The requester, now the appellant, appealed the AGCO’s decision.  During the mediation stage of the appeal, the appellant agreed to narrow the scope of her request to include four records, designated as Records 12, 15, 21 and 22.  The AGCO revised its decision with respect to these records, and applied the discretionary exemption in section 13(1) (advice or recommendations) to Record 22, the law enforcement exemption in section 14(2)(a) to Records 12, 15 and 21 and the mandatory invasion of privacy exemption in section 21(1) to Record 21.

 

Further mediation was not possible and the appeal was moved to the adjudication stage of the process.  I decided to seek the representations of the AGCO initially, as it bears the onus of demonstrating the application of the exemptions claimed to the records.  Because Records 12 and 15 appeared to include the personal information of the appellant, I invited the AGCO to make submissions on the possible application of section 49(a) of the Act, as well as section 14(2)(a).  The AGCO made submissions, the majority of which were shared with the appellant, along with a copy of this Notice.  The appellant also made submissions in response to the Notice.

 

RECORDS:

 

The records at issue consist of Record 12, a seven-page “investigation report”; Record 15, a one-page “compliance visit report”; Record 21, a one-page criminal records check; and Record 22, a one-page “disposition” report.

 

DISCUSSION:

 

PERSONAL INFORMATION

 

The personal privacy exemption in section 21(1) applies only to information which qualifies as “personal information”, as defined in section 2(1) of the Act.  “Personal information” is defined, in part, to mean recorded information about an identifiable individual, including the individual's name where it appears with other personal information relating to the individual or where the disclosure of the name would reveal other personal information about the individual [paragraph (h)].

 

The AGCO submits that the records contain the personal information of the appellant, as well as that of the owners of the store who were the subject of the investigation (the affected persons).  It states that Records 12 and 15 contain the appellant’s name and address, along with other information about her that she provided to its investigator.  The AGCO also indicates that Record 12 contains the personal information of the affected persons, including their names, address, marital status and ethnic origin and that Records 15, 21 and 22 also contain information which qualifies as the personal information of the affected persons under section 2(1). 

The AGCO also takes the position that Record 15 contains the personal information of the Gaming Compliance Officer who participated in the investigation as it includes the “views or opinions” of this individual, thereby satisfying paragraph (g) of the definition of personal information in section 2(1).  I cannot agree with this submission.  In my view, the references to the affected persons in the document prepared by the Gaming Compliance Officer are strictly the personal information of the affected persons.  The Officer’s views or opinions contained in the report are not personal to her but rather represent her professional or employment-related opinion on the activities of the affected persons.  I find that the information contained in Record 15 does not qualify as the personal information of the Gaming Compliance Officer within the meaning of section 2(1).

- _Extracted entries_

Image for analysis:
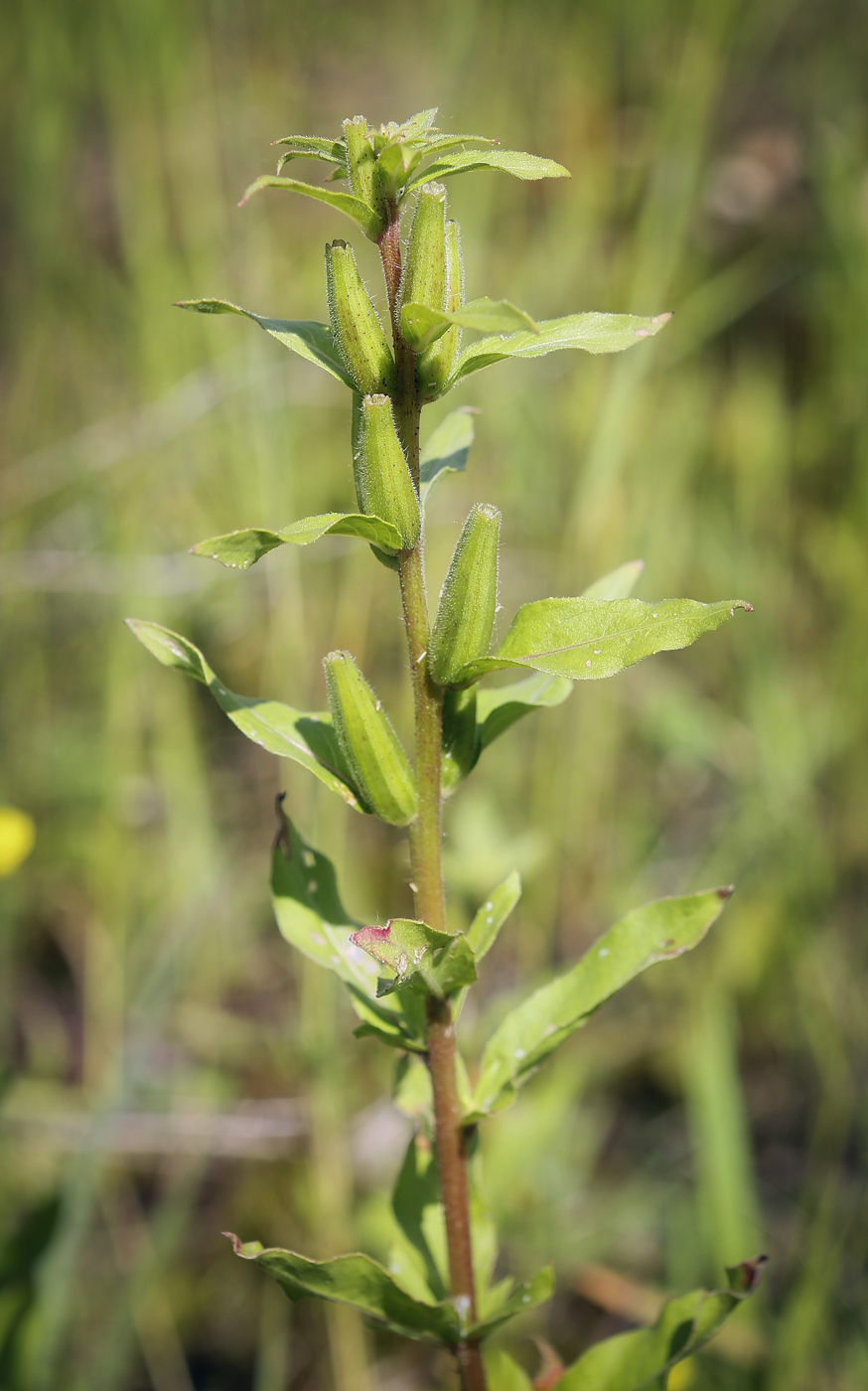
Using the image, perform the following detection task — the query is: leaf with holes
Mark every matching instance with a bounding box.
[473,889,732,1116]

...

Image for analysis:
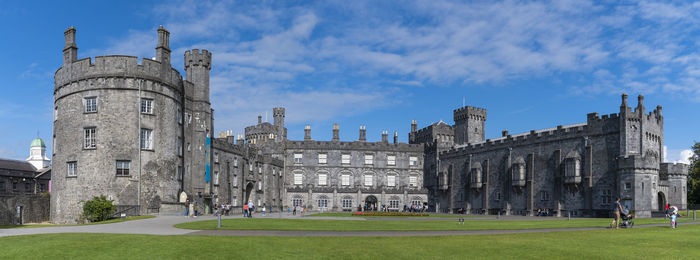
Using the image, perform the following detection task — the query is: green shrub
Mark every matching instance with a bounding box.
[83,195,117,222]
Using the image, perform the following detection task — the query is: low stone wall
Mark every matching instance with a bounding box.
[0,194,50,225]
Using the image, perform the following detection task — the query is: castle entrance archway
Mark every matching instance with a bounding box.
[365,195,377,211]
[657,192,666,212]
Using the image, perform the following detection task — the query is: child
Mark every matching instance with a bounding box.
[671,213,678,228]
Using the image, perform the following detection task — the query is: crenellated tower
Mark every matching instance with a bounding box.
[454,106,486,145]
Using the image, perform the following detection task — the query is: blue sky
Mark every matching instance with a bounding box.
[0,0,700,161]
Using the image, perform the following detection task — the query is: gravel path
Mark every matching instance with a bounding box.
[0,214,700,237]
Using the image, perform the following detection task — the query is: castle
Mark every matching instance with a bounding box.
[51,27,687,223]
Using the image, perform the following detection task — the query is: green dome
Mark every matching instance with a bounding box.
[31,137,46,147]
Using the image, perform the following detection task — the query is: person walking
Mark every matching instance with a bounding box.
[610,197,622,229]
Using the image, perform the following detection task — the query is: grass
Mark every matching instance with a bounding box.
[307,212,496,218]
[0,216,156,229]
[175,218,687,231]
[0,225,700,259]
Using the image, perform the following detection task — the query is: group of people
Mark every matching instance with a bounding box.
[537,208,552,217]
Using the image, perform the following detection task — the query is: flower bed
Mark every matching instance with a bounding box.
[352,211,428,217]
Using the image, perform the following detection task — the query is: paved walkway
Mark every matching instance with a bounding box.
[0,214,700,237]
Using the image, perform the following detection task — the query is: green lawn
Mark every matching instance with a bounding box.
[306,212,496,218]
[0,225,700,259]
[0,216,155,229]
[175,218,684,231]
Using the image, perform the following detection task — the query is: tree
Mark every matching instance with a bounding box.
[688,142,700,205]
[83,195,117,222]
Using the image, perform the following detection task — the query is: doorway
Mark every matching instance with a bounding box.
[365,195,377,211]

- _What to work on_
For each statement, say yes or no depending on whether the appeal decision agrees with it, and quote the words of the appeal decision that decide it: (a) The appellant narrowed her request to four records. (b) Record 12 is a one-page report. (c) The adjudicator accepts that Record 15 contains the personal information of the Gaming Compliance Officer. Work only from the appeal decision text, not from the data.

- _Task result_
(a) Yes: "the appellant agreed to narrow the scope of her request to include four records"
(b) No: "Record 12, a seven-page “investigation report”"
(c) No: "I find that the information contained in Record 15 does not qualify as the personal information of the Gaming Compliance Officer within the meaning of section 2(1)."